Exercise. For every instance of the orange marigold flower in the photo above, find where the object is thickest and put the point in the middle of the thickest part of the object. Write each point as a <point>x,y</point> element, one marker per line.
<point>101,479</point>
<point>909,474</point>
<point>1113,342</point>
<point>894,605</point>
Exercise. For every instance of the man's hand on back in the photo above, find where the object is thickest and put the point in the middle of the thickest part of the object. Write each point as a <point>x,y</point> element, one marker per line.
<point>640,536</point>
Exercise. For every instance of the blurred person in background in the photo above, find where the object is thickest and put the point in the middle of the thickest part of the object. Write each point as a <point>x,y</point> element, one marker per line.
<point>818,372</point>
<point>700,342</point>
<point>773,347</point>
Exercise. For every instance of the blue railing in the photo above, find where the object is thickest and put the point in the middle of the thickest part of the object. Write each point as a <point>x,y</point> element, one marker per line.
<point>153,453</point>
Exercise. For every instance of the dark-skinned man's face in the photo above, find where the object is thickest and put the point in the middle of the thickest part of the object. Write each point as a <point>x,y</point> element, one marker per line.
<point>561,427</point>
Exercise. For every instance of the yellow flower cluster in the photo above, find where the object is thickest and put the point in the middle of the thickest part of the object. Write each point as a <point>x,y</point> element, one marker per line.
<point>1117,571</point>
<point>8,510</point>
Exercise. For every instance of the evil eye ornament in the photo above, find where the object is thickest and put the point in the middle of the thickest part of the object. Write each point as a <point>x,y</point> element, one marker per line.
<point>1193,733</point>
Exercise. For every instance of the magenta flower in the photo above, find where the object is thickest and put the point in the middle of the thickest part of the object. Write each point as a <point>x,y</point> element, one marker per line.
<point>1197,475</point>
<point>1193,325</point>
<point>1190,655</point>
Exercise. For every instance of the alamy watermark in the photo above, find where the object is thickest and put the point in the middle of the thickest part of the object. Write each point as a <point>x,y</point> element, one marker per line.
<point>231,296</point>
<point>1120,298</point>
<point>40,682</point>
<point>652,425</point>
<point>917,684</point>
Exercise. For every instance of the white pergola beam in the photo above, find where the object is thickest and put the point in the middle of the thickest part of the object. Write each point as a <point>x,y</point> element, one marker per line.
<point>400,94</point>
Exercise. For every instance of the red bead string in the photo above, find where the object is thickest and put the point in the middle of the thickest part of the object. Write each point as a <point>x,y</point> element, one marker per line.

What is required = Extract the complete data, matching each line exactly.

Exercise answer =
Exercise. For every instance of the orange marigold flower in the photo above, find where the object is thickest and put the point in the middle of the thickest part of the object. Write each point as a <point>x,y</point> element, one marker per line.
<point>101,479</point>
<point>909,474</point>
<point>1113,342</point>
<point>894,605</point>
Exercise. For every instance of the man's hand on back in the photo above, find where the object is thickest and put the point in the middle of the thickest part of the object. Write each point as a <point>x,y</point> element, one marker per line.
<point>640,536</point>
Exercise. For every instance of the blurred person in background in the photo above, find where the object is thickest and put the point in the middle of the thickest part of the object. Write each point as a <point>x,y</point> element, one marker per line.
<point>818,372</point>
<point>700,342</point>
<point>773,347</point>
Exercise. For every instance of the blue railing in the photo above, find where the object is thickest and put the point in the middle of the thickest part of the object. Write each point as a <point>x,y</point> element, one marker per line.
<point>153,453</point>
Exercise. For every instance of the dark-skinned man's face in the photo above, find where the object is thickest and put the point in the middle of the thickest part of the object. Write each point as a <point>x,y</point> element, one marker per line.
<point>561,427</point>
Exercise. For every instance of the yellow flower cluster in the photo above, find where the object is thickest and put the point in the middle of the thickest part of the object. Write each point as a <point>x,y</point> element, one marker per line.
<point>1117,571</point>
<point>8,510</point>
Exercise. For every instance of the evil eye ornament in the photo above, find where the object is thickest and put the point in the middle of the thickest part of the object. Write each point as a <point>x,y</point> element, one marker per line.
<point>1193,733</point>
Exercise. For every instance of the magenta flower in the photo above, find where the object is thickest and put the point in the middle of the thickest part of the object. Write each point as a <point>x,y</point> element, one marker per line.
<point>1197,475</point>
<point>1193,325</point>
<point>1190,655</point>
Exercise. For every instance of the alamy watermark in the photo above, find where the object is thickest and put the point in the middle of the thickest part of the object. Write each point as a <point>x,y</point> element, one marker per line.
<point>231,296</point>
<point>1120,298</point>
<point>40,682</point>
<point>652,425</point>
<point>917,684</point>
Exercise. For every instance of the white pergola beam in the photo above, find where the object is thickest and put the point in the middle of the thickest part of the object. Write each point as a <point>x,y</point> element, one marker per line.
<point>400,94</point>
Exercise. For every instance of the red bead string in the photo above, find where the object is thickest and put the point in the middle of the thickest part of the object. Write each point as a <point>x,y</point> element, one marker per line.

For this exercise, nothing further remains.